--- Data to process ---

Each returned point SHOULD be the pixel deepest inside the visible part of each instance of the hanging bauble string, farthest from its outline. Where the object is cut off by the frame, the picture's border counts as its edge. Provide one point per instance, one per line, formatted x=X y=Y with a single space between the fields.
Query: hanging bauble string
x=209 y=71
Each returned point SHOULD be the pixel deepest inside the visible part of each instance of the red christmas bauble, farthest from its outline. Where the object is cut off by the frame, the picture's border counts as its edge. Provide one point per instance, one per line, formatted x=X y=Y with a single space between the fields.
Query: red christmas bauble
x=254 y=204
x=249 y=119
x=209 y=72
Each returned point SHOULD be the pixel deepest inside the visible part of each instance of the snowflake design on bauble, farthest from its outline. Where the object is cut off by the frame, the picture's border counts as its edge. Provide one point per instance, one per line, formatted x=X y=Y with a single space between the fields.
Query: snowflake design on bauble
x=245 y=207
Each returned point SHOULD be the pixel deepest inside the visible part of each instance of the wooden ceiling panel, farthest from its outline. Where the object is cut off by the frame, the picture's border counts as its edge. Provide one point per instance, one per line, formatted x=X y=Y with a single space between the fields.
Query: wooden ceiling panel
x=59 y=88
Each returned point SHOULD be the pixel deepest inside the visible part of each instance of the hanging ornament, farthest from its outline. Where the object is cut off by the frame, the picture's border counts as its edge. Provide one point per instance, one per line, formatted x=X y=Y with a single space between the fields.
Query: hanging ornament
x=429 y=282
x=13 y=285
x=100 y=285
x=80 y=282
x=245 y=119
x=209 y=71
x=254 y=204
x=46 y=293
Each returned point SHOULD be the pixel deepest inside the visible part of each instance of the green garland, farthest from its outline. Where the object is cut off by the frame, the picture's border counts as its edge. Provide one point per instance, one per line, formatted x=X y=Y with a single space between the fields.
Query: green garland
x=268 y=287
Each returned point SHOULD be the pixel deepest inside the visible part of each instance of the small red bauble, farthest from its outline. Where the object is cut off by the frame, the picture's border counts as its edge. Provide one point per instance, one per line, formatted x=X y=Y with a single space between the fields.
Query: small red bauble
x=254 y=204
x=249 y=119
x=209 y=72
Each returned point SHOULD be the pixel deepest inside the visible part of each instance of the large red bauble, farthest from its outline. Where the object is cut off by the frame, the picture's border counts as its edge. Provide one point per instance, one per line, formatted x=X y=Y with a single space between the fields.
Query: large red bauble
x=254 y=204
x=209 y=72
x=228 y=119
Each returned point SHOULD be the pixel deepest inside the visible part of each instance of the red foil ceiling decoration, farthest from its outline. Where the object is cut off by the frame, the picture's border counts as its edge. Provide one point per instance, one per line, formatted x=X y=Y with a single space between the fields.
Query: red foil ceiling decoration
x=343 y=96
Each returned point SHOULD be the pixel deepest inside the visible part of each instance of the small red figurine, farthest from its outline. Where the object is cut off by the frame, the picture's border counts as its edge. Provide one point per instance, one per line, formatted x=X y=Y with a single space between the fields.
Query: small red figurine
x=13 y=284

---

> **Short task**: Can you repeat every one of the records above word for word, changing nothing?

> **Written response**:
Each returned point SHOULD be the pixel deepest inside the visible part of each instance of the hanging bauble string, farthest from its outline. Where the object is cut off by the frame, the picture's border counts as its edge. Provide one point per instance, one per line, formatted x=X y=Y with a single space between the fields.
Query: hanging bauble string
x=209 y=71
Each returned point SHOULD be the pixel deepest inside the visible part of each instance of the red christmas bauble, farthest from its outline. Where the object is cut off by the frame, the picture's border counts as its edge. Provide one point per instance, one per line, formatted x=X y=Y with a single space between the fields.
Query: red christmas bauble
x=254 y=204
x=249 y=119
x=209 y=72
Each returned point SHOULD be the pixel deepest inside the visible part of each instance of the snowflake design on bauble, farthest from its outline. Where the object is cut off by the frame, the picture's border counts as its edge. Provide one point per instance, one per line, formatted x=X y=Y with a single space between the fields.
Query: snowflake design on bauble
x=245 y=207
Each returned point SHOULD be the pixel deepest inside the visible part of each instance of the wooden ceiling panel, farthest from its outline. Where the object is cut off by the frame, the picture's border counts as its edge. Provide one point per instance, one per line, formatted x=X y=Y with a single space between the fields.
Query: wooden ceiling panel
x=59 y=88
Each returned point SHOULD be the pixel deepest inside the visible part of each instance of the hanging ornament, farthest from its outline. Where the object is cut off by the frame, the picture's border counts as its edge. Provide one point per instance, one per line, formatted x=X y=Y with a single space between the fields.
Query: hanging ornament
x=429 y=282
x=13 y=285
x=100 y=285
x=80 y=282
x=245 y=119
x=209 y=71
x=254 y=204
x=46 y=293
Each returned point SHOULD be the pixel deepest inside the visible part of each instance of the green garland, farthest from its outline. Where the object is cut off by the frame, the picture's border counts as its edge. Provide one point per instance, one per line, formatted x=X y=Y with a single space between the fields.
Query: green garland
x=268 y=287
Each returned point SHOULD be the pixel deepest inside the visible part of each instance of the small red bauble, farthest from its outline. Where the object is cut off by the frame, the picture's border counts as its edge. Provide one point per instance, one per line, formatted x=X y=Y with a single space between the fields.
Query: small red bauble
x=254 y=204
x=249 y=119
x=209 y=72
Each returned point SHOULD be the pixel deepest inside the visible part of each instance of the large red bauble, farthest from its outline. Where the object is cut off by the frame, the picture's border counts as its edge. Provide one point per instance, one per line, formatted x=X y=Y with a single space between the fields.
Query: large red bauble
x=254 y=204
x=209 y=72
x=228 y=119
Each returned point SHOULD be the pixel deepest inside the visible part of each instance of the red foil ceiling decoration, farthest from its outline. Where the object is cut off by the frame, the picture's border counts as its edge. Provide one point per instance, one per line, formatted x=X y=Y with a single space between the fields.
Query: red foil ceiling decoration
x=343 y=96
Each returned point SHOULD be the pixel deepest inside the visible part of each instance of the small red figurine, farthest from its outline. Where the object is cut off by the frame, the picture's border counts as its edge. Provide one point per instance, one per line, formatted x=X y=Y with a single space between the fields.
Query: small red figurine
x=13 y=284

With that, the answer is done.